Fragmento del documento ▸

===

“Erase una vez un pequeño continente…”
“Los ataques de los sectores islámicos más radicales, parecerían justificar a ojos de muchos de nuestros conciudadanos esa monstruosa política de puertas cerradas…”
Rvdo. Juan María Tellería Larrañaga - Con estas palabras podríamos dar comienzo a un cuento para niños, o mejor aún, para todo tipo de públicos. Los expertos en literatura, tengámoslo en consideración, indican que el cuento no tuvo en su origen la finalidad de entretener, ni mucho menos hacer dormir (¡aberración de aberraciones!) a los más pequeños, sino de mantener vivo el interés de unos auditorios compuestos por adultos, niños y jóvenes, a fin de instruirlos e inculcares valores permanentes[1].
Nuestro cuento, por lo tanto, vendría a narrar una historia de la cual se habría de extraer una clara enseñanza práctica, que suscitara en todos la reflexión e impulsara a una acción coherente con lo aprendido.

===

Datos proporcionados ▸
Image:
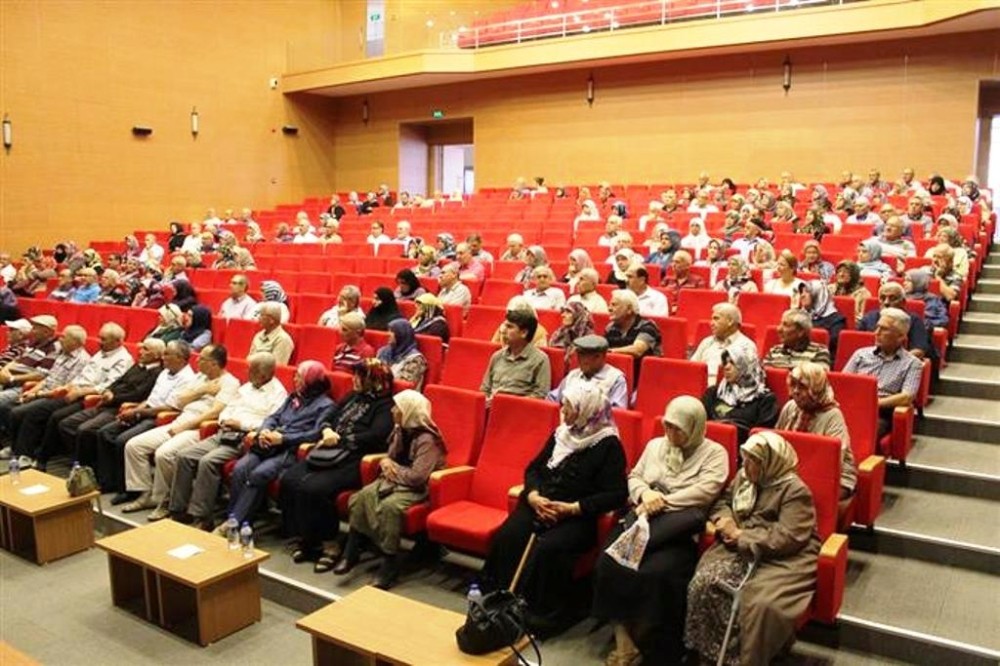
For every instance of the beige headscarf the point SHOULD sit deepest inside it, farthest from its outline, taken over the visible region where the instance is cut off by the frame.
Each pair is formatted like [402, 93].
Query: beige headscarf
[777, 460]
[688, 414]
[416, 411]
[592, 424]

===

Consignas ▸
1. Resume en dos o tres frases el párrafo del fragmento que empieza con «Rvdo. Juan María Tellería Larrañaga - Con estas palabras», manteniendo sus datos principales.
2. Según el fragmento, ¿qué grupos de personas formaban los auditorios a los que se dirigía el cuento en su origen? Enuméralos todos.
3. Continúa el fragmento sobre el cuento del pequeño continente desde su última frase.

En respuesta ▸
1. Estas palabras podrían servir para empezar un cuento para niños o, mejor aún, para todo tipo de públicos. Según los expertos en literatura, el cuento no nació para entretener ni para hacer dormir a los más pequeños. Su objetivo era mantener vivo el interés de públicos formados por adultos, niños y jóvenes, para instruirlos y transmitirles valores permanentes.

2.
- Adultos
- Niños
- Jóvenes

3.
Y es que, si lo miramos bien, la historia de este pequeño continente en el que vivimos y al que llamamos Europa[2], tiene mucho de cuento popular, hasta de narración épica con ribetes fantásticos: basta con hojear cualquier manual que la refiera y nos muestre las gestas, a veces increíbles, de figuras tan destacadas como Alejandro Magno, Julio César, Cristóbal Colón, Napoleón, los misioneros cristianos, los defensores de las libertades frente a regímenes totalitarios, los revolucionarios franceses... Si quisiéramos resumirla en unas pocas palabras, diríamos que Europa ha sido la suma del esfuerzo de muchos grupos humanos distintos, y de muy diferentes procedencias, cohesionados por unas bases culturales comunes.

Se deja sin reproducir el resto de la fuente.